> [TASK GOAL]: Pick up the post on predestination in Ephesians 1 after its final sentence and keep writing it.

> [TEXT SECTION]:

--- Start ---

Blessed be the God and Father of our Lord Jesus Christ, who has blessed us in Christ with every spiritual blessing in the heavenly places, even as he chose us in him before the foundation of the world, that we should be holy and blameless before him. In love he predestined us for adoption as sons through Jesus Christ, according to the purpose of his will, to the praise of his glorious grace(Eph 1.3-6a).

Predestination has a long history of discussion (read: arguments) behind it, and it’s certainly not something that I’m going to dive head first into in this post (there are other posts for that). Instead, if you read my post about the Pauline sentence then you would have seen my arrangement of the text of Ephesians 1.3-14 on the bottom of the post. In writing about Ephesians 1.4e-6a Baugh says, “What is most remarkable about the period… is that it consists entirely of six prepositional phrases” which qualify and show the focus of the act of predestination (84).

No Dictionary Provided

You can learn a good deal about a word from it’s definition. The verb to predestine means “to make a previous determination about something or someone” (84). But you learn even more about a word by the way it is used. This is especially true when you’re learning another language.

--- End ---

> [GIVEN INFORMATION]:
--- Start ---

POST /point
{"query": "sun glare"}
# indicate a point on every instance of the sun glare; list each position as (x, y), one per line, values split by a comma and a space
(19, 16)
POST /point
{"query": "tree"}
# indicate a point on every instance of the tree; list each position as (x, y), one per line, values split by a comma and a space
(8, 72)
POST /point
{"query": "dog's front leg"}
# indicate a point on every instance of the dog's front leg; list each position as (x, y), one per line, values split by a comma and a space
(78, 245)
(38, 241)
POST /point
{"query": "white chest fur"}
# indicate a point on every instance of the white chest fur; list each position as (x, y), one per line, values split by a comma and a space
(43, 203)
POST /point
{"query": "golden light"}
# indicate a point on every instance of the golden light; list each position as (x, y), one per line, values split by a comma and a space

--- End ---

> [TASK OUTPUT]:
In English, many things can run. I can run. My nose can run. You can be “in the running” for an award. If you car is almost out of gas you are “running on fumes.“ Boys in elementary (and high school) fear being told they “run like a girl.”

Or this…

ball__you_play_it_like_a_girl_by_stebo88

Each use of run here has a different connotation from the rest, even the last one.

“Predestined”

God’s motive: in love

Goal: for adoption

Mediation: through Jesus Christ

Interrelation of adoption: to himself

Standard governing the act: according to the good pleasure of his will

Result: for the praise of the glory of his grace

Because of God’s love, he chose those who were “dead in their sins” (2.1) to become adopted sons and daughters through his perfect Son, Jesus Christ. And it was through Jesus Christ that we would be brought to the Father, and he would become our Father.

“God’s gracious bestowal of the believer’s position as son-heir is entirely due to the Father’s own will and grace, independent of any sort of qualifications or attractiveness inherent in him or her“ (88) – qualifications we did not have.

Deuteronomy 7:6–8, “For you are a people holy to the Lord your God. The Lord your God has chosen you to be a people for his treasured possession, out of all the peoples who are on the face of the earth. It was not because you were more in number than any other people that the Lord set his love on you and chose you, for you were the fewest of all peoples, but it is because the Lord loves you and is keeping the oath that he swore to your fathers, that the Lord has brought you out with a mighty hand and redeemed you from the house of slavery, from the hand of Pharaoh king of Egypt.”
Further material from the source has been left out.